(Saved data entries)
>>>
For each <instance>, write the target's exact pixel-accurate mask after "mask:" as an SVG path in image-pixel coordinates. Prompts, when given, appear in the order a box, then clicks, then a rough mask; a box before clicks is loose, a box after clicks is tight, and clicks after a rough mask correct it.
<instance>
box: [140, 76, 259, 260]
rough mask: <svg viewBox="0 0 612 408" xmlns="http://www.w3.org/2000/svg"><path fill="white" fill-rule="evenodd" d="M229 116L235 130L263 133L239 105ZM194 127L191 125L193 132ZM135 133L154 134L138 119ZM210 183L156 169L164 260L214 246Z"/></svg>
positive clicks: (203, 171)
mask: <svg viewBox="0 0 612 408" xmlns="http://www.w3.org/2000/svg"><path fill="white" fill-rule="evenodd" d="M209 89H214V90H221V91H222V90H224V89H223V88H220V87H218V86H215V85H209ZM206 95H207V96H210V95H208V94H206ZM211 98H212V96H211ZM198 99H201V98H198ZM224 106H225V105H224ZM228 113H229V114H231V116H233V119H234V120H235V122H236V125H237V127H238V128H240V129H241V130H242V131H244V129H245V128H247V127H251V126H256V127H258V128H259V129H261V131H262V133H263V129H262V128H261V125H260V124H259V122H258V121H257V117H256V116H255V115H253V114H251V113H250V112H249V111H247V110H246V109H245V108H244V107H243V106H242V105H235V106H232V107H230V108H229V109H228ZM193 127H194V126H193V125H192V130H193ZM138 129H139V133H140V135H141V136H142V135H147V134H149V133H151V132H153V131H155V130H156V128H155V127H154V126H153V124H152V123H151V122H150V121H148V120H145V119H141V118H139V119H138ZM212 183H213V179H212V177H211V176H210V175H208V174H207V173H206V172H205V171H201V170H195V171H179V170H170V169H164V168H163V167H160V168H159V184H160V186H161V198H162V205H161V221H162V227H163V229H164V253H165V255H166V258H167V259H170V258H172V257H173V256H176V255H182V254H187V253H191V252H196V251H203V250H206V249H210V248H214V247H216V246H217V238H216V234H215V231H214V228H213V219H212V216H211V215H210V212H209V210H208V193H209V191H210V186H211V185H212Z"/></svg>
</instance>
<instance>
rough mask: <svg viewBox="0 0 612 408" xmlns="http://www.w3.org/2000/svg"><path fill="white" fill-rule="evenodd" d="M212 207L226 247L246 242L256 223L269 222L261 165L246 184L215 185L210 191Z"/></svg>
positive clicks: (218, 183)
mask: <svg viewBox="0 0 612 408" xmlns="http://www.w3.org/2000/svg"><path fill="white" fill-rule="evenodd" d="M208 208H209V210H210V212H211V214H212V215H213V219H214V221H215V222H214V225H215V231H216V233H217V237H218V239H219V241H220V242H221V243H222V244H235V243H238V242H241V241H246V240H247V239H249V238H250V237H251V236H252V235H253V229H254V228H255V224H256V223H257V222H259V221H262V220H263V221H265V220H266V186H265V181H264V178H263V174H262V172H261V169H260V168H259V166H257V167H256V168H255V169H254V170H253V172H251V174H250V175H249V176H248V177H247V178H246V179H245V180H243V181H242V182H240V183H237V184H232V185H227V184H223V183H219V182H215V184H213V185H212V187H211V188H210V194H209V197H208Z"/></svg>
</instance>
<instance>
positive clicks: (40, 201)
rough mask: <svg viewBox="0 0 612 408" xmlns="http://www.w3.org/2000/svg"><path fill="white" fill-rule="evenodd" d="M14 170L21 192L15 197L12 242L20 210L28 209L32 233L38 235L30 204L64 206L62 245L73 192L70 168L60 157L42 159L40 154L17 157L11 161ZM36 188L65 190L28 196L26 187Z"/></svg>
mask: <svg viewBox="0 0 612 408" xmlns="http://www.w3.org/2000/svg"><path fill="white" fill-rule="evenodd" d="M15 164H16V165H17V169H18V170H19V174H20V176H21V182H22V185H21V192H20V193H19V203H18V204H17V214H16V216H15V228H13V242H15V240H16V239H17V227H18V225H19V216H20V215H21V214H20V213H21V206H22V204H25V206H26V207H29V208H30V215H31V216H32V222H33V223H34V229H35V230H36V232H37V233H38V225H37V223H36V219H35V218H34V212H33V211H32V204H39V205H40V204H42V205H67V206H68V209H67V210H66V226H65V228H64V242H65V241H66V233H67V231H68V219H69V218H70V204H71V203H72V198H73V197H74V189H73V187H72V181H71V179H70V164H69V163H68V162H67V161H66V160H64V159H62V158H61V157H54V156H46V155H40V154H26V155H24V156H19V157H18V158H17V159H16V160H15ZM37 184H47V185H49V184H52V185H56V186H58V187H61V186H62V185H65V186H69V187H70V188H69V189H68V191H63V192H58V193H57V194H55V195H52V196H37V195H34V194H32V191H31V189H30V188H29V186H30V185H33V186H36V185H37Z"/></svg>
<<<
- Required action -
Copy the rows starting at the very first line and ending at the line containing "positive clicks: (203, 171)", substituting "coarse mask" for "rough mask" and leaving everything else unchanged.

- Answer space -
For each <instance>, write the target's exact pixel-accurate mask after "mask:" as an SVG path in image-pixel coordinates. Prompts, when given, appear in the order a box, then clicks, then a coarse mask; a box before clicks is loose, a box after clicks is tight, and clicks after a coarse mask correct it.
<instance>
box: [140, 76, 259, 260]
coarse mask: <svg viewBox="0 0 612 408" xmlns="http://www.w3.org/2000/svg"><path fill="white" fill-rule="evenodd" d="M229 116L235 130L263 133L239 105ZM194 127L191 125L193 132ZM135 133L154 134L138 119ZM210 183L156 169L164 260L214 246Z"/></svg>
positive clicks: (203, 171)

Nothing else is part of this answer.